» **Required action**
Copy out every line below without alteration.

» **Dataset**
--------

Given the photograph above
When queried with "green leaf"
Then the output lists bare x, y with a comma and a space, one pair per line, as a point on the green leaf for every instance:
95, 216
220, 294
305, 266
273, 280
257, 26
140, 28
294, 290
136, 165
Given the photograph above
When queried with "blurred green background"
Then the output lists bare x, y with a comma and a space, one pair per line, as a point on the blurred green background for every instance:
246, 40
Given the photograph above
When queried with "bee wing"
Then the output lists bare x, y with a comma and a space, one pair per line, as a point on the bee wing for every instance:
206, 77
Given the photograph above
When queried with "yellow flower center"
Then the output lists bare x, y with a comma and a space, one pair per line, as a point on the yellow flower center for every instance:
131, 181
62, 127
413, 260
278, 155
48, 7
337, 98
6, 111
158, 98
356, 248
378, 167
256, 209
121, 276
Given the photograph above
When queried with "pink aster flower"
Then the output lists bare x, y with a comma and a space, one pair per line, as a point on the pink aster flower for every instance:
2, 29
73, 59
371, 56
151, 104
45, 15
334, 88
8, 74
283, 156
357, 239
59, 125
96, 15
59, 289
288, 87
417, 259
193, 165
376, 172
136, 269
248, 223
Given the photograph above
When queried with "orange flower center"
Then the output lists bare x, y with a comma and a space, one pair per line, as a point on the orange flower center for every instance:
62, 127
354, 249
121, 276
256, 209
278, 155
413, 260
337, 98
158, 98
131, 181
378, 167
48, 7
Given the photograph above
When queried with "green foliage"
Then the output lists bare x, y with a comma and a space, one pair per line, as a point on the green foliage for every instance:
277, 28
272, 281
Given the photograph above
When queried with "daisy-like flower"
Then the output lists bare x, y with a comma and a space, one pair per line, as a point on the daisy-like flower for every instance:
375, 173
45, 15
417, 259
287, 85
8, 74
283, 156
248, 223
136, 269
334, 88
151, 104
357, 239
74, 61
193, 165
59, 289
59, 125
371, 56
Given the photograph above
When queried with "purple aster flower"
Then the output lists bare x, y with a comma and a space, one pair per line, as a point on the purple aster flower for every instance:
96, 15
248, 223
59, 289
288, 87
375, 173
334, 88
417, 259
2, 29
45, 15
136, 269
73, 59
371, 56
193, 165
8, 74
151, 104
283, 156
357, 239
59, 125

--------

» **Expected answer**
Given the photograph above
When queried with "green leaf"
Then the output lists bare x, y with a comma and a space, one pair per line, as a point on the green leaf for every instance:
95, 216
220, 294
305, 266
273, 280
257, 26
140, 28
294, 290
136, 165
Given the photograph above
When queried with "blurred green background"
Then the output lists bare x, y with a comma and a space, one pair per line, as a point on the blurred green background for every instance:
246, 40
Given the photograph above
When queried with "bee wing"
Then the output lists bare x, y with a comma and a space, one pair per line, as a point on the bee wing for every instance:
206, 77
Given the photograph above
When queried with "yellow flower center"
Then the output lists bare x, y with a comma and a space, one pair per line, as a point on the yellow flower center for every instance:
131, 181
62, 127
413, 260
278, 155
48, 7
337, 98
6, 111
158, 98
356, 248
378, 167
256, 209
121, 276
Given the photograph above
When queried with "pink aster flower"
Then the output lists bare x, y with a comma and a space, one pair per line, as a point on the pink aster flower for every instance:
2, 29
73, 59
371, 56
151, 104
45, 15
334, 88
8, 74
283, 156
357, 239
59, 125
96, 15
59, 289
288, 87
417, 259
193, 165
376, 172
136, 269
248, 223
Given the photograph above
When queried with "orange flower center"
Then the output lists bare x, y with a comma and a space, one pair per line, as a point on the orange flower center for every instance:
62, 127
354, 249
121, 276
256, 209
278, 155
413, 260
337, 98
158, 98
131, 181
378, 167
48, 7
Given the photograph above
When queried with "green foliage"
Then the output lists bare x, y with a comma and a space, one pair per line, as a point on the green foliage for every instance:
277, 28
272, 281
Given the photograph above
When queried with "daisy-like flower"
Then the output lists bare x, y with a comma and a space, one pair per line, as a point on the daisy-like flower for every instance:
375, 173
45, 15
417, 259
287, 85
8, 74
283, 156
248, 223
136, 269
334, 88
151, 104
357, 239
74, 61
193, 165
59, 289
59, 125
371, 56
Given the photograph above
When queried with "purple aster flower"
Then the output lists bare x, y with a comma and a space, one pair per line, as a point on the purple aster flower for every instance:
96, 15
248, 223
59, 289
288, 87
375, 173
334, 88
417, 259
2, 29
45, 15
136, 269
73, 59
371, 56
193, 165
8, 74
151, 104
283, 156
357, 239
59, 125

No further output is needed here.